> _Work to be completed_
Put every line of the rows below into a single numbered list, leaving out the blank lines.

[Begin]

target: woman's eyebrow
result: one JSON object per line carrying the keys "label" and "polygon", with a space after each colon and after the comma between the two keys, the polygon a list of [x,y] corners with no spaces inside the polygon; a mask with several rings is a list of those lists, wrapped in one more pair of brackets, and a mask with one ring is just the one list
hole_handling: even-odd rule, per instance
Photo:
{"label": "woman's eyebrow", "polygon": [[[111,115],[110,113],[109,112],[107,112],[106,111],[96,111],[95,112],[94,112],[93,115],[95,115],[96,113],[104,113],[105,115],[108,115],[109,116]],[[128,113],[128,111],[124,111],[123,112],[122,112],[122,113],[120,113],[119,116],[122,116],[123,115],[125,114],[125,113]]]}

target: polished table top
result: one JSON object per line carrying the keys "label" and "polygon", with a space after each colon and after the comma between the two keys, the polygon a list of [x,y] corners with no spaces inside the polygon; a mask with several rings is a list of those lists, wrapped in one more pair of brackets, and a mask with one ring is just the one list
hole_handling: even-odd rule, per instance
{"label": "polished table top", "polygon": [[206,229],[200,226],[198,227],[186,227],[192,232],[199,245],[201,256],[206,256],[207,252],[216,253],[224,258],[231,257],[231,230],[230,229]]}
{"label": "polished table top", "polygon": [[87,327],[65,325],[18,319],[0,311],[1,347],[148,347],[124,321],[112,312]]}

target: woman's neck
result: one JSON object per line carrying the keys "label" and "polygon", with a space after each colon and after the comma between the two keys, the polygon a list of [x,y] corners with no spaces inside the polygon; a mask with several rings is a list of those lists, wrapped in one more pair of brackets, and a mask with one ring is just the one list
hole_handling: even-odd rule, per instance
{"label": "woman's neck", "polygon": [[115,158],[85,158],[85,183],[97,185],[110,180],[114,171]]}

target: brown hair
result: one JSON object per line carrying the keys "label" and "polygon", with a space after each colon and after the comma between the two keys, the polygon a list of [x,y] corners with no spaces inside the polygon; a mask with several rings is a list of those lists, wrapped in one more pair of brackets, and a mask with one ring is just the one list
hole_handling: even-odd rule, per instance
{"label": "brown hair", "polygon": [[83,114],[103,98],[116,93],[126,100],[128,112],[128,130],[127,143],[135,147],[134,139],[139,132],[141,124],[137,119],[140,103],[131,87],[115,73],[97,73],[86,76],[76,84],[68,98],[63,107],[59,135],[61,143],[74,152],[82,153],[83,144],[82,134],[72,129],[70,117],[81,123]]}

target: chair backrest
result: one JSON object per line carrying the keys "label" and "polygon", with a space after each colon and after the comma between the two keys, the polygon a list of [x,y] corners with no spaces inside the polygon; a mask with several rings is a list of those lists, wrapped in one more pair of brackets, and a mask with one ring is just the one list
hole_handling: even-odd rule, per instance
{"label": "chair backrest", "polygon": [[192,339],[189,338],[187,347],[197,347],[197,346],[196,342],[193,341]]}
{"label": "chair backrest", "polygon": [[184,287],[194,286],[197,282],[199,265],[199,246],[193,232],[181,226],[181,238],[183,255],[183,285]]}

[End]

> _Task solution_
1. target: woman's eyebrow
2. result: one JSON object per line carrying the keys "label" and "polygon", with a space after each colon and after the comma between the two keys, the polygon a list of [x,y] corners with no spaces inside the polygon; a mask with several rings is a list of those lists, wrapped in one more pair of brackets, and a mask with one ring is just the one list
3. hole_handling: even-odd rule, per instance
4. Photo:
5. {"label": "woman's eyebrow", "polygon": [[[111,115],[110,113],[109,112],[107,112],[106,111],[96,111],[95,112],[94,112],[93,115],[95,115],[96,113],[104,113],[105,115],[108,115],[109,116]],[[128,113],[128,111],[124,111],[123,112],[122,112],[122,113],[120,113],[119,116],[122,116],[123,115],[125,114],[125,113]]]}
6. target: polished table top
7. result: one JSON object per line carrying the keys "label" and "polygon", with a space after each colon and after the comma between the two keys, the polygon a list of [x,y] corners with no spaces inside the polygon; a mask with several rings is a list of those lists, wrapped in one more pair of brackets, and a mask with one ring is just the one list
8. hole_handling: even-odd rule, per instance
9. {"label": "polished table top", "polygon": [[206,229],[200,226],[198,227],[186,227],[192,232],[199,245],[201,256],[206,256],[207,252],[216,253],[224,258],[231,257],[231,230],[230,229]]}
10. {"label": "polished table top", "polygon": [[87,327],[65,325],[18,319],[0,311],[1,347],[148,347],[124,321],[112,312]]}
11. target: woman's neck
12. result: one JSON object per line carrying the keys "label" and "polygon", with a space after each colon and after the comma between the two keys, the polygon a list of [x,y] corners with no spaces inside the polygon; a mask with several rings is a list of those lists, wrapped in one more pair of brackets, and a mask with one ring is just the one list
13. hole_handling: even-odd rule, per instance
14. {"label": "woman's neck", "polygon": [[115,158],[85,158],[85,183],[97,185],[110,180],[114,171]]}
15. target: brown hair
16. result: one JSON object per line carrying the keys "label" and "polygon", with a space after each colon and after the comma between the two keys, the polygon a list of [x,y] corners with no spaces inside the polygon; a mask with several rings is a list of those lists, wrapped in one more pair of brackets, and a mask with one ring is just the one list
17. hole_handling: even-odd rule, per instance
18. {"label": "brown hair", "polygon": [[83,114],[103,98],[116,93],[126,100],[128,112],[128,130],[127,143],[135,147],[134,139],[139,132],[141,124],[137,119],[140,103],[131,87],[115,73],[97,73],[86,76],[76,84],[68,98],[63,107],[59,135],[61,143],[74,152],[82,153],[83,144],[82,134],[72,129],[70,117],[81,123]]}
19. target: chair backrest
20. result: one JSON object per line carrying the keys "label" and "polygon", with a space after each colon and after the comma between the two keys, the polygon a list of [x,y] corners with no spaces inside the polygon; a mask with several rings is a list of those lists, wrapped in one more pair of brackets, and a mask with one ring is just the one list
21. hole_handling: even-odd rule, per instance
22. {"label": "chair backrest", "polygon": [[192,339],[189,338],[187,347],[197,347],[197,346],[196,342],[193,341]]}
23. {"label": "chair backrest", "polygon": [[184,287],[194,286],[197,282],[199,265],[199,246],[193,232],[181,226],[181,238],[183,255],[183,285]]}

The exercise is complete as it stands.